** START OF Supplied passage **
Will the Supreme Court Finally Gut the Voting Rights Act - It’s About Time
Why This Archaic Law Has Become a Constitutional Relic

Introduction
For decades, the Voting Rights Act of 1965 (VRA) stood as a landmark of civil rights legislation. It was created to dismantle systemic racial discrimination in voting—poll taxes, literacy tests, intimidation, and outright exclusion of Black Americans from the ballot box. And it did its job. Too well, in fact.
Because what once addressed a clear injustice slowly morphed into a federal bludgeon, freezing states in 1965 and treating evolving democracies like they were stuck in Jim Crow. The Supreme Court is finally going to do what Congress refused to do for years: strip the law of its obsolete and unconstitutional overreach.
What the Court Got Right
The heart of the VRA was Section 5, which required certain states—mostly in the South—to get federal approval ("preclearance") before changing voting laws. That meant Washington bureaucrats could veto how Georgia set up its voting districts or how Texas handled voter ID, based on data from 1965.
The Court will most likely find this outdated. In Shelby County v. Holder (2013), the Court invalidated the coverage formula in Section 4(b), which determined which states were subject to preclearance. Without that formula, Section 5 became dormant.
** END OF Supplied passage **
** START OF Data segment **
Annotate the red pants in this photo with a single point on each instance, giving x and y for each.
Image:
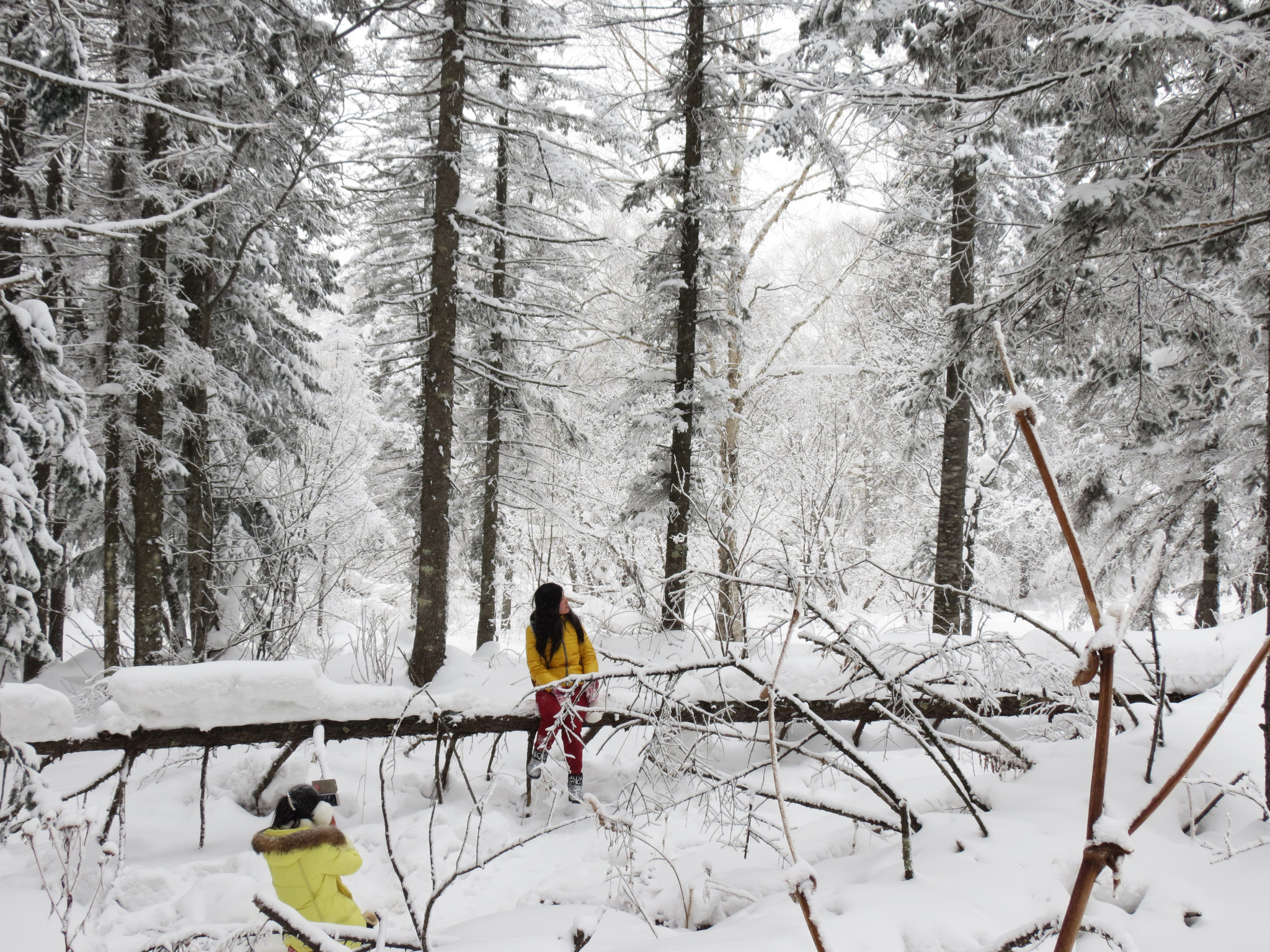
** END OF Data segment **
_Your goal_
According to the Voting Rights Act article above, which section's coverage formula did the Court invalidate in Shelby County v. Holder (2013)?

_Response to this exercise_
Section 4(b).